**Available records**
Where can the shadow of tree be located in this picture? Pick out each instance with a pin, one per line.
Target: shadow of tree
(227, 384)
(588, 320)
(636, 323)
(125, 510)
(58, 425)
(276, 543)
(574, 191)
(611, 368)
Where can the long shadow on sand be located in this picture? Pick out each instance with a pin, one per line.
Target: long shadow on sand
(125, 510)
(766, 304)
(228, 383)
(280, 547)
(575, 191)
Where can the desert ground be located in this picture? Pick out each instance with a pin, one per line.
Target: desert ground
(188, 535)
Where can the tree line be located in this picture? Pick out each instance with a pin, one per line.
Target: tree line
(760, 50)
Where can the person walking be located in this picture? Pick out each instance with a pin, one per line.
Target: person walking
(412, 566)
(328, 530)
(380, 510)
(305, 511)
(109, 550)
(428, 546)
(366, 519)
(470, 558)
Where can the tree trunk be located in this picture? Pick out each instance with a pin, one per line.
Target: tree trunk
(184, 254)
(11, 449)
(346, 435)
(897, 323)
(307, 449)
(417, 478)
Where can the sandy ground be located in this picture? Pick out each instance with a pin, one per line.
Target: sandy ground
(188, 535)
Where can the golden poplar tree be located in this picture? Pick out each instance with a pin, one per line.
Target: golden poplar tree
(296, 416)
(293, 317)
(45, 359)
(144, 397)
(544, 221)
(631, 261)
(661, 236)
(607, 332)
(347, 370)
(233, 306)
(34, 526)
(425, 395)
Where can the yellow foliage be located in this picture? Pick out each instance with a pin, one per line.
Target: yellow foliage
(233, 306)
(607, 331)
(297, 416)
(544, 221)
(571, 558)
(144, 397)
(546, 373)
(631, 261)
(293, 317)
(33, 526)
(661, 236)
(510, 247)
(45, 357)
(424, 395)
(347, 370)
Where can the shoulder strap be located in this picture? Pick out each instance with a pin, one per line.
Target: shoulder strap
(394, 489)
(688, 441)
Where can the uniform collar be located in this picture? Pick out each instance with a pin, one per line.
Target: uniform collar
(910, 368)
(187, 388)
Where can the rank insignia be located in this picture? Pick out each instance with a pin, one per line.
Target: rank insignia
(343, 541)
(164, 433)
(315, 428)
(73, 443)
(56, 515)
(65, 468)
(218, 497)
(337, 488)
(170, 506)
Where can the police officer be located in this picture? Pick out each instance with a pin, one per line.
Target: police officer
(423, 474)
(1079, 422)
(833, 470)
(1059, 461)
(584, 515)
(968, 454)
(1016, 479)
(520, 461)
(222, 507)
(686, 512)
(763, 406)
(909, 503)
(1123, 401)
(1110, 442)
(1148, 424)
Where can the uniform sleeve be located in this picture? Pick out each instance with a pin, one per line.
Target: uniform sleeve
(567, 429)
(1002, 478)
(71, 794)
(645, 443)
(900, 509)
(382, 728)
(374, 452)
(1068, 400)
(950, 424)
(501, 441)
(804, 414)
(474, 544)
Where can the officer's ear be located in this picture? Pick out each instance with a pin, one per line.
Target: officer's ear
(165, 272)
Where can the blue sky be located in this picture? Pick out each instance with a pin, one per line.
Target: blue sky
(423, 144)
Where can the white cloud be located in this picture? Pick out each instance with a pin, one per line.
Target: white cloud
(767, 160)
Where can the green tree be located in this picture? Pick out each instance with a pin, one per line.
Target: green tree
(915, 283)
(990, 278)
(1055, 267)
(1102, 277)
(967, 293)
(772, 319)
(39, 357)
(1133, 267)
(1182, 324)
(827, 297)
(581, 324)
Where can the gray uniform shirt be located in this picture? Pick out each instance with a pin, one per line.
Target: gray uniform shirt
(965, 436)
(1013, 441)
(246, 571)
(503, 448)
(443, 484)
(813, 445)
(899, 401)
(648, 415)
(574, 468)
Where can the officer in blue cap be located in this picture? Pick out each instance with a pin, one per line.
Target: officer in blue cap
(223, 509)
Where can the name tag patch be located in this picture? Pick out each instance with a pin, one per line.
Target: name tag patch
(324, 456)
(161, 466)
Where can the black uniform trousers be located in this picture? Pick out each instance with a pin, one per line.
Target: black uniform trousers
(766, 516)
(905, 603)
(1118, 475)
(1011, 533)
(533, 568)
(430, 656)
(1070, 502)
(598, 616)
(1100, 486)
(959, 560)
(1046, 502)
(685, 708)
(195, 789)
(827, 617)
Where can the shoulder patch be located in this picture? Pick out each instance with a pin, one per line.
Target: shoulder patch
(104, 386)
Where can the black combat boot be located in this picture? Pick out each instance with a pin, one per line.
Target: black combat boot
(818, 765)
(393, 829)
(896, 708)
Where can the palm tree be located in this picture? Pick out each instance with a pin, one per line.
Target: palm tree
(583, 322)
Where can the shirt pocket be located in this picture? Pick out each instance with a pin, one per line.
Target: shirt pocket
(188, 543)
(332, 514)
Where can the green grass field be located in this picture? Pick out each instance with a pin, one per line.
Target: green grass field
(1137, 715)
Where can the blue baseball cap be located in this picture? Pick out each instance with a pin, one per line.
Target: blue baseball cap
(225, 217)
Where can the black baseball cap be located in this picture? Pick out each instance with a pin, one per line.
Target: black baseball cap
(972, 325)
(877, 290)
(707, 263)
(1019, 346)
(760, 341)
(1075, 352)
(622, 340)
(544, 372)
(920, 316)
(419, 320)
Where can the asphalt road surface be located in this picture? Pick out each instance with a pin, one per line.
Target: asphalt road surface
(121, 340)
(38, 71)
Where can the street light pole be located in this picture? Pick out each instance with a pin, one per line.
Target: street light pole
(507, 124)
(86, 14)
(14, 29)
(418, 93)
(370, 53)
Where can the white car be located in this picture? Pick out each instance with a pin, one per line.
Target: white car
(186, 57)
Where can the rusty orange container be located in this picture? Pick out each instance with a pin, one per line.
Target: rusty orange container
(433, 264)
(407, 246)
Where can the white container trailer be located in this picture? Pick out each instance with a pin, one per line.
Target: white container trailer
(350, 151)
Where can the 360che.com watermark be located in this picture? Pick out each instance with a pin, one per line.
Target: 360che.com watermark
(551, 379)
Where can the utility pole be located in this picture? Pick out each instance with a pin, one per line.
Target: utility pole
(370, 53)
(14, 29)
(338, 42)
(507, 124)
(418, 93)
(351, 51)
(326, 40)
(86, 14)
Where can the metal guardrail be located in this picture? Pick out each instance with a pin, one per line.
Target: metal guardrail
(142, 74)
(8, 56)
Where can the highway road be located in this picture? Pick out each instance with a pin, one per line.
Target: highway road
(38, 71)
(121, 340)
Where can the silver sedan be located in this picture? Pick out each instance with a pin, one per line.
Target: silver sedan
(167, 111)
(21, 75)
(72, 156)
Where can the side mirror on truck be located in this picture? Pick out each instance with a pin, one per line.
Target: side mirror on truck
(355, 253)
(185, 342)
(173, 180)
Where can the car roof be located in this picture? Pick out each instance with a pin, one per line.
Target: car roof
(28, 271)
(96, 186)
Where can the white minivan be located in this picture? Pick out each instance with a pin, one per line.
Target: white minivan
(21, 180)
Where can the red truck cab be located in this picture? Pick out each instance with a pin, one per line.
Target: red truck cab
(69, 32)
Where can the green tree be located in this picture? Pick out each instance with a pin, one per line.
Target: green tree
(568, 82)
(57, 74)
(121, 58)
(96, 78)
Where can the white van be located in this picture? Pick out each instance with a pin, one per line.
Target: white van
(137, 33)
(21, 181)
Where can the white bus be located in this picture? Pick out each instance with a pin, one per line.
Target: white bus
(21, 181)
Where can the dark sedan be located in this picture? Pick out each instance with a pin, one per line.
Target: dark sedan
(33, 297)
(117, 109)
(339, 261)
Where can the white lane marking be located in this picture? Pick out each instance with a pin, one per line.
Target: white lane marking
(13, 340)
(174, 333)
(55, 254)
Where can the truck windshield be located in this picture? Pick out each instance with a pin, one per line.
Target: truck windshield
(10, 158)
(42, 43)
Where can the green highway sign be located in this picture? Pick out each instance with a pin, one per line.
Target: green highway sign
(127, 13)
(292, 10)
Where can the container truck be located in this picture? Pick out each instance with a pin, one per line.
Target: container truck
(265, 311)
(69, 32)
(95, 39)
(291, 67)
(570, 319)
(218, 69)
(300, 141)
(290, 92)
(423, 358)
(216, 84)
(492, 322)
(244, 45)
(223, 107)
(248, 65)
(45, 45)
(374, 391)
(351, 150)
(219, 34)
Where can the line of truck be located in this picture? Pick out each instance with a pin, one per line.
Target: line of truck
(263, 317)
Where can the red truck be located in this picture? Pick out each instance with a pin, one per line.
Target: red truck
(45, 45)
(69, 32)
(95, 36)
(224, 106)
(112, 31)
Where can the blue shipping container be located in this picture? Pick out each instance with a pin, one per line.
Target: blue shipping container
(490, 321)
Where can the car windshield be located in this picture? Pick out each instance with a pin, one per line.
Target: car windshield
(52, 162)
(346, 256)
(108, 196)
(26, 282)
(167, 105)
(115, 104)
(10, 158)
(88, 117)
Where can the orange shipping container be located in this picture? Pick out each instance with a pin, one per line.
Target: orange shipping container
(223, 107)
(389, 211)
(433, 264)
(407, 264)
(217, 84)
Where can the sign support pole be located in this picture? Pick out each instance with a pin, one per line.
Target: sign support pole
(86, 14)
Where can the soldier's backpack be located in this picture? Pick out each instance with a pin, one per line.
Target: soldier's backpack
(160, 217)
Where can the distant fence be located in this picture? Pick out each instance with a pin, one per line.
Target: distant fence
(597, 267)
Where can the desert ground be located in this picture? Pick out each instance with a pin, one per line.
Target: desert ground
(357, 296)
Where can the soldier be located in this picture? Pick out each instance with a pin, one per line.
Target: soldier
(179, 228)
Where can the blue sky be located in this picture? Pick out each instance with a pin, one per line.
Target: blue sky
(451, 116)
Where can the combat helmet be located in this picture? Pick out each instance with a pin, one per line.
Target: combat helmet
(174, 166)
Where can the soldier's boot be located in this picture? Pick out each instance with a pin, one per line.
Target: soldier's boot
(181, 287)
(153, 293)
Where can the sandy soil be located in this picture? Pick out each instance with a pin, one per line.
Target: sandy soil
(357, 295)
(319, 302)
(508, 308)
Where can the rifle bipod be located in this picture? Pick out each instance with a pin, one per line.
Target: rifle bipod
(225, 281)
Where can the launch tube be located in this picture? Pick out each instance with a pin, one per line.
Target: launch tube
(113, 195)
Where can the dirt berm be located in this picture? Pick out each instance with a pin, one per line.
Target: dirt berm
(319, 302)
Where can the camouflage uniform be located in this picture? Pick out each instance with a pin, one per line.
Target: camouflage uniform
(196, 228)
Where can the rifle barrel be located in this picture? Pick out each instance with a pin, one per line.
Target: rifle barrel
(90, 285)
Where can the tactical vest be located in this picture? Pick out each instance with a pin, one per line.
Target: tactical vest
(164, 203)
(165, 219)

**Brief**
From the data above, return every line from the line that has "Where can the uniform collar" up to and including the line that has "Where can the rank", exactly.

**Worked solution**
Where can the uniform collar be located in this picture? Pick out each instance with a pin, one per line.
Target: uniform collar
(910, 368)
(187, 388)
Where can the rank insignia be located in this picture? Pick out each instance with a pin, one per line.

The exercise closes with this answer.